## Selection
= = = = =
In recent years, the popular tourist attraction of Semuc Champey in the Guatemalan department of Alta Verapaz has become a point of social conflict for the indigenous Q’eqchi’ Mayan communities surrounding the site. On February 8, tensions erupted and led to the occupation of the municipality building of Lanquín by over 200 members of the communities near the tourist attraction. Community members demanded the recuperation of the site. Since that day, residents have maintained management of the park.
Since February 8, the community has continued to welcome tourists to the Semuc Champey site, as well take entrance fees and maintain the grounds.
As the indigenous-led recuperation of this park continues, the conflict has shed light on a longstanding dilemma in Guatemala around indigenous communities’ access to sacred sites.
“We were here before the state discovered that there was something to exploit and transform into monetary gain,” said Francisco Pop Pop, an elderly resident of one of the communities near the national park. “My father taught me that we are supposed to protect this land, and to work this land for our children, and future generations. Our Grandfathers and Grandmothers gave us the responsibility of protecting the natural resources; we should not permit the state to profit off what we are supposed to administer.”
Semuc Champey has become a popular eco-tourist attraction because of the unique natural beauty of the pools that sit above a subterranean river deep in the jungle of the department of Alta Verapaz. The area was declared a protected area, and the park was placed under the control and management of National Council of Protected Areas (CONAP).
In 2000, the residents were given the titles to the lands around the site. But in 2005 congress passed Decree 25-2005 without consulting the residents, which declared the area a protected area, and expanded the protected land beyond the initial protected area. During this time the municipality was administering Semuc Champey, but this was changed in 2013 when CONAP and the Guatemalan Institute of Tourism (Inguat) took over management of the site, and barred the communities from the using the sacred site.
Residents were told that they would receive employment at the site, and that they would be able to enter the site, but CONAP never complied with these promises.
“We have gone to the streets to recuperate our site,” said Crisanto Asig Pop, a 61-year-old member of the Q’eqchi’ indigenous authority. “This is the land of our ancestors; we are the true owners and caretakers of this land. If we wanted to use the site, we had to pay 30 Quetzales to enter. This is why we began to organize and demand our land back.”
Since 2013, the residents of the Q’eqchi’ Mayan communities of Santa Maria Semuc, Se Mil, Se Subin, Chiqanus, which make up the municipality of Lanquín in the department of Alta Verapaz, have struggled for years to recuperate the sacred turquoise pools that have become a popular tourist attraction.
The recuperation of the Semuc Champey in February follows several months of consistent protest over the site. Thousands mobilized in September 2015 to protest the cost of entrance. Months later in December 2015, residents occupied the municipal building to demand their right to the area. The same day the communities expelled the Guatemalan National Police and representatives from CONAP.
Following the recuperation of the site, residents of the neighboring villages have distributed the work of maintaining the site, including the cleaning up garbage, collecting tourists’ entrance fees, and guaranteeing the security of tourists to the popular pools.
Support for the residents of the region has come from across Guatemala, and especially other indigenous authorities of Guatemala.
= = = = =
## A run of records
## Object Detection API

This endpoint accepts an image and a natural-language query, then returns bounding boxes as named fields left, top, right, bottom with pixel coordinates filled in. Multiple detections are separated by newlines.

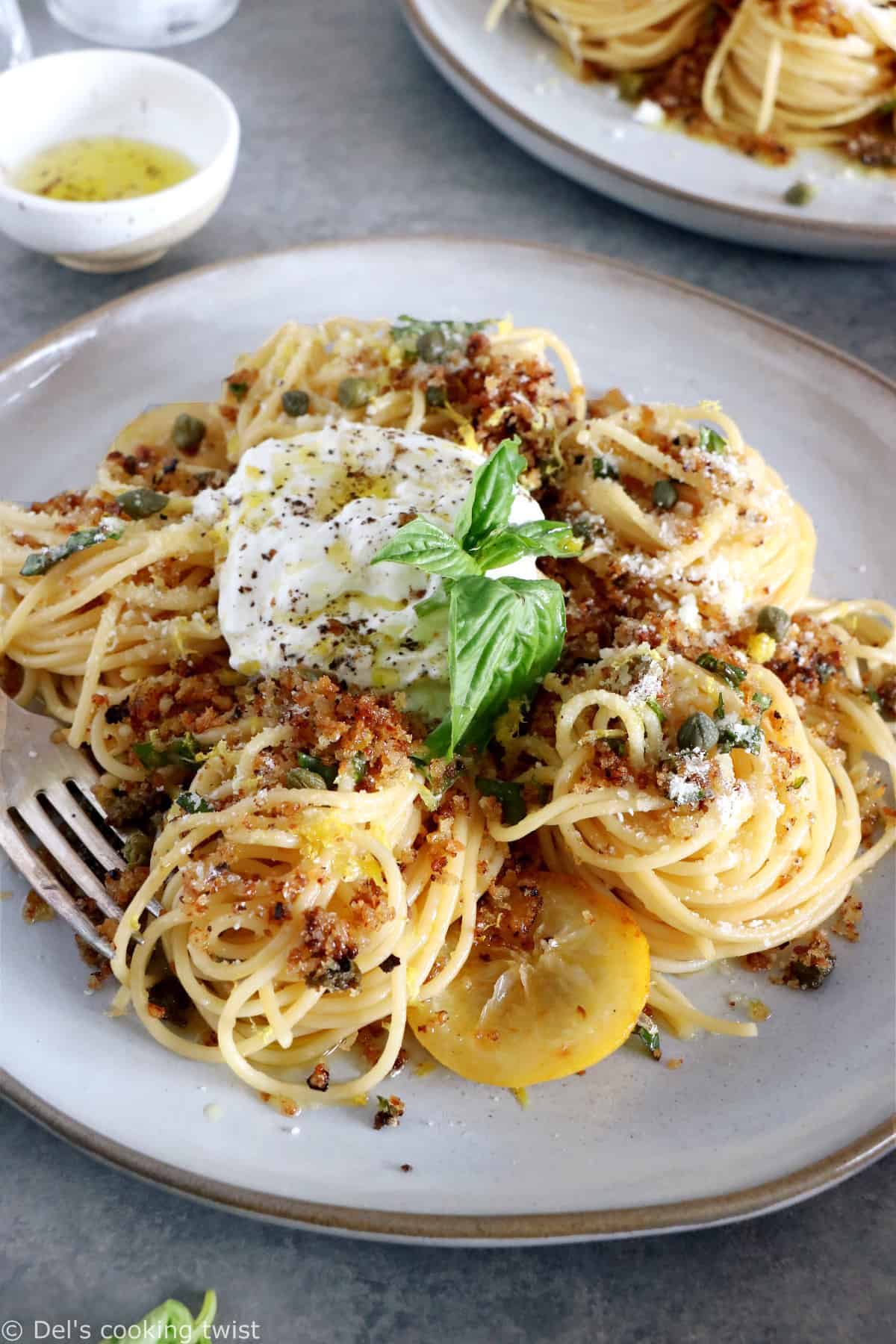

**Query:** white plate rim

left=0, top=234, right=896, bottom=1246
left=399, top=0, right=896, bottom=255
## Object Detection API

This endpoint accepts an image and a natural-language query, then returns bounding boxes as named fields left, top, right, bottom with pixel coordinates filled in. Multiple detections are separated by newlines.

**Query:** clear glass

left=0, top=0, right=31, bottom=70
left=43, top=0, right=239, bottom=47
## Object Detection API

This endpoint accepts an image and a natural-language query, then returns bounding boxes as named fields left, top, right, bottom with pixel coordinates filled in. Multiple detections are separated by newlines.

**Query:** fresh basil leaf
= = = = =
## Problems to solve
• a. In the article on Semuc Champey, how much did residents have to pay to enter the site?
• b. Extend the Semuc Champey article, continuing from its final sentence.

## Exercise results
• a. 30 Quetzales.

• b.
“We are here to strengthen the indigenous authority of this beautiful site, where the authorities have taken the initiative to recuperate the administration of their territory,“ said Diego Coti of the Council of Indigenous Authorities of Maya, Xinca, and Garifunas, who spoke in front of the Cahabón River. “The communities are supported by municipal laws, as well as Article 3 of the Universal Declaration on the Rights of Indigenous peoples from the United Nations says that the (indigenous) peoples have the right to the liberty of self-determinations; they are the ones that determine how they will administer and how they will govern the territory Q’eqchi’.”
The recuperation hasn’t come without repression.
On March 4, Asig Pop and Ramiro Asig Choc, another indigenous authority from the community were arrested by the Guatemalan National Police and charged with “usurping” the land.
The two reportedly had received a call early in the morning from someone claiming to be from the Guatemalan National Paper, Prensa Libre. They were picked up by a new grey pick-up and then transferred to a police truck.
Arrests aren’t the only threat the community has faced. The communities have also faced threats of eviction by the Guatemalan National Police, as well as discrediting and misinformation by the Guatemalan Institute of Tourism, and the Guatemalan national media.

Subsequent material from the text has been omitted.